**EXERCISE BRIEF**
Count the lines of the material below that contain the string "tree", treating uppercase and lowercase as different, and give only the number.

★ ★ ★

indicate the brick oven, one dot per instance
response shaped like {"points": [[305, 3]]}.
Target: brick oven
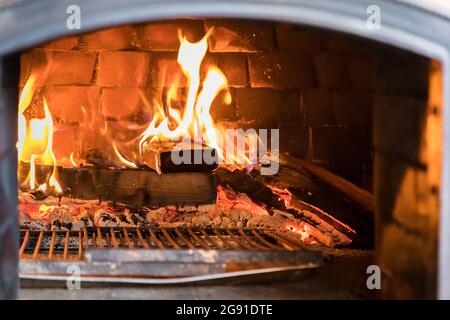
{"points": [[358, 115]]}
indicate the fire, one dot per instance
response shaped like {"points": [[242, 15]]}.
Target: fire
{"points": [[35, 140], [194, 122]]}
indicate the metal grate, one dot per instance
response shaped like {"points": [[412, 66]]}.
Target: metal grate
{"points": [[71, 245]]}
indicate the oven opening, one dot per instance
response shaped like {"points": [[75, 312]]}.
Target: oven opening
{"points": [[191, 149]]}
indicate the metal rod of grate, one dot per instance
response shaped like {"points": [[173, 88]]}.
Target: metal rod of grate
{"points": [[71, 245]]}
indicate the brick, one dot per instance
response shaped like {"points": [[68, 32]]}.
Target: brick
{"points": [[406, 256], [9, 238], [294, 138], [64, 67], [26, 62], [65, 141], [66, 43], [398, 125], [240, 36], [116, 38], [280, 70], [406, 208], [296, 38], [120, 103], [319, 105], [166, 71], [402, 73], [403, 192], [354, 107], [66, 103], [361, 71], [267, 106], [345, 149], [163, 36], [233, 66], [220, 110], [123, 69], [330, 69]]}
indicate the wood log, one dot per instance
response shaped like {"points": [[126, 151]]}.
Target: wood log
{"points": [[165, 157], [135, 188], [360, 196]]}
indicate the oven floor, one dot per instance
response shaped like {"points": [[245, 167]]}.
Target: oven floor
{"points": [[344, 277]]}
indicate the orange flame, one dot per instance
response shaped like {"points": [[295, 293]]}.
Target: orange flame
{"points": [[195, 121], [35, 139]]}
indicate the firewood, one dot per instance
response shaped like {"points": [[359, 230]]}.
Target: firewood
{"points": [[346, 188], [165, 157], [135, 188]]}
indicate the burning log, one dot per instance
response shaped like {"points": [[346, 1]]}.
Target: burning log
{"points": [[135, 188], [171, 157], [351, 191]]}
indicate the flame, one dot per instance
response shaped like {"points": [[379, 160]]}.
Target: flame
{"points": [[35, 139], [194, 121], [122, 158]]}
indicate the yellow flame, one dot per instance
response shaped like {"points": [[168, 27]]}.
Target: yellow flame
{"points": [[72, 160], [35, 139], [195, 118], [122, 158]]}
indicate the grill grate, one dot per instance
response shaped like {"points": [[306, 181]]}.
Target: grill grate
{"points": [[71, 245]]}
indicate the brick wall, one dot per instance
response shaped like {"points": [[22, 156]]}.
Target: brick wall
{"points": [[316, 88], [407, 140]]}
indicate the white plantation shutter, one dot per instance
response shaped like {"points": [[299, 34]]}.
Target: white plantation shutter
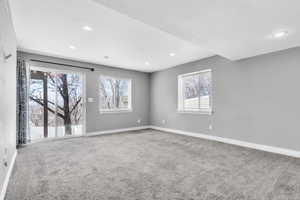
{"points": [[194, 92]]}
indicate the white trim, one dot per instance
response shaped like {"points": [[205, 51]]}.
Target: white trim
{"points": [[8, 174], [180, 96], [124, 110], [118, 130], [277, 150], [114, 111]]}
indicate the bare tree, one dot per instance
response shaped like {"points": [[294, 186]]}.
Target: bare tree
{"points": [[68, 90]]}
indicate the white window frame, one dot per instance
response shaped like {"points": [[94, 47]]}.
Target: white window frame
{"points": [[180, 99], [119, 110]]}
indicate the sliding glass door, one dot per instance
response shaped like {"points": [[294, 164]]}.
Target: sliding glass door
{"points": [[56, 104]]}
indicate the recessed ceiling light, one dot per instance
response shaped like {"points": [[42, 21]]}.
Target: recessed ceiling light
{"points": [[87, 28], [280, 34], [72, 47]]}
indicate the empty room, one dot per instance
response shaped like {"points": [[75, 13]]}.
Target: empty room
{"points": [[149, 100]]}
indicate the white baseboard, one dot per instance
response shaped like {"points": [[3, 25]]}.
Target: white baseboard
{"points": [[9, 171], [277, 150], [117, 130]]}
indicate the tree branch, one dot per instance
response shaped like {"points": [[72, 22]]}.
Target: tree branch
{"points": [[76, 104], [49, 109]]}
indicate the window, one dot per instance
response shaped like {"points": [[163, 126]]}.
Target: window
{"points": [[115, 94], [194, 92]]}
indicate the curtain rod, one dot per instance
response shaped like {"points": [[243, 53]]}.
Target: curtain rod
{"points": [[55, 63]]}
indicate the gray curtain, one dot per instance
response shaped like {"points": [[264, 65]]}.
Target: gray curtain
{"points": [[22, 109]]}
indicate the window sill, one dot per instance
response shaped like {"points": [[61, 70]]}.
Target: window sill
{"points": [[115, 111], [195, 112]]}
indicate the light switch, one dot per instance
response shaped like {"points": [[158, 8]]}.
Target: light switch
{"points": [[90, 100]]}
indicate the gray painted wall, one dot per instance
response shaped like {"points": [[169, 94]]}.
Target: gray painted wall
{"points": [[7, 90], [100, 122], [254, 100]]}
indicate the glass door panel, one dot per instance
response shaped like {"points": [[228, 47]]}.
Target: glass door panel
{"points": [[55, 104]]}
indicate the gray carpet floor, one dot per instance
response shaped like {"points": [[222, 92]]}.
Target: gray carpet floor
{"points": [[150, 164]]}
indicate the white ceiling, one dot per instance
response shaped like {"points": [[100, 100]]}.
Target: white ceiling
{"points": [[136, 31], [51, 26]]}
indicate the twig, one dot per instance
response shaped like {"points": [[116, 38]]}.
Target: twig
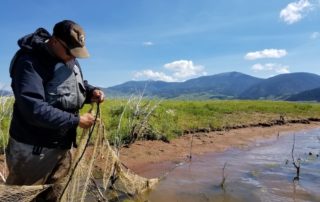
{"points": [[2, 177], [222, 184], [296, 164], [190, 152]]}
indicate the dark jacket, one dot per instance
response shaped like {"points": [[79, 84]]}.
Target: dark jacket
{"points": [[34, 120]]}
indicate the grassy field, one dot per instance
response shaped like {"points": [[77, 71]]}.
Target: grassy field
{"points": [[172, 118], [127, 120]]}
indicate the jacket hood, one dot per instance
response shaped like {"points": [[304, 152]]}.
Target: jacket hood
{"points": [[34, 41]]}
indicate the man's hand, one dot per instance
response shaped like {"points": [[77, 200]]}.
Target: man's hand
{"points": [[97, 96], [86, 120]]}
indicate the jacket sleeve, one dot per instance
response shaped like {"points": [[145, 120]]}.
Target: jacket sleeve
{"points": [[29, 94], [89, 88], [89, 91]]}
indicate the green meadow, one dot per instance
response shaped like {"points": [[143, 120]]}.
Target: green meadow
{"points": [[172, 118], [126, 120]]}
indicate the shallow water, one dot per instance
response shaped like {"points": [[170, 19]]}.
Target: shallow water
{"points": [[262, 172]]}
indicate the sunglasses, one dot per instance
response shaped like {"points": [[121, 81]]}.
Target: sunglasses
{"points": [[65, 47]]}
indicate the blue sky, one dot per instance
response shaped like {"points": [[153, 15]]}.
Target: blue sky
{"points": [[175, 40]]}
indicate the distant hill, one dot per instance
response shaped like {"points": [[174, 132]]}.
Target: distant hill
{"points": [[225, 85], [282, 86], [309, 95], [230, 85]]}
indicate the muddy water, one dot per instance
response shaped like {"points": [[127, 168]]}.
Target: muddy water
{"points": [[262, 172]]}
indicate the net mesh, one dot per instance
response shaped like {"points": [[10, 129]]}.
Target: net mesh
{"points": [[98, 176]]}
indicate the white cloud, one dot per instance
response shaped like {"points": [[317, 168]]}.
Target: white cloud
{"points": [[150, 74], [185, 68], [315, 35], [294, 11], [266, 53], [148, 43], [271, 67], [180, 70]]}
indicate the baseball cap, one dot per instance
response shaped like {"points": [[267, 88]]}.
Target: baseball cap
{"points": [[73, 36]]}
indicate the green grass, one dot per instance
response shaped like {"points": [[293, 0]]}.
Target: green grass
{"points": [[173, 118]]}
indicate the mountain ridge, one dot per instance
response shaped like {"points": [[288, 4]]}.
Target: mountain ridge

★ ★ ★

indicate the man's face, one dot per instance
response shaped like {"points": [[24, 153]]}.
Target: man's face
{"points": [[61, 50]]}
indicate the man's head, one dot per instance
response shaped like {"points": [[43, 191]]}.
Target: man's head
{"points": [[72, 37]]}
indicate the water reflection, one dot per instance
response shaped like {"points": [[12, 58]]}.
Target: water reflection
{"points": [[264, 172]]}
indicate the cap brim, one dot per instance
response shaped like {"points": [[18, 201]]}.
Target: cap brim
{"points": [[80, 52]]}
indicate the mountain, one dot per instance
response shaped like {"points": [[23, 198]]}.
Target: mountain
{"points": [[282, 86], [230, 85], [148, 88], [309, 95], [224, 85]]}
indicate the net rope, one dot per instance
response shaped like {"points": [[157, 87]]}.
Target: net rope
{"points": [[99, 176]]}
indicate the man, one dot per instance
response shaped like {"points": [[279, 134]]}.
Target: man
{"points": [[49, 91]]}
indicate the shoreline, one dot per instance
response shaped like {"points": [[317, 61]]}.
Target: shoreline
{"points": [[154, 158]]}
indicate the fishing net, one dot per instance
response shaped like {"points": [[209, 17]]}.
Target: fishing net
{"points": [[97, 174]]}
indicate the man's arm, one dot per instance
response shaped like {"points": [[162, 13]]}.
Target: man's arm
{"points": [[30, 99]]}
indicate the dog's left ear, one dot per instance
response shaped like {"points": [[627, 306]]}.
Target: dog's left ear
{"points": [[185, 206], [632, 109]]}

★ ★ ★

**REPLY TO THE TASK**
4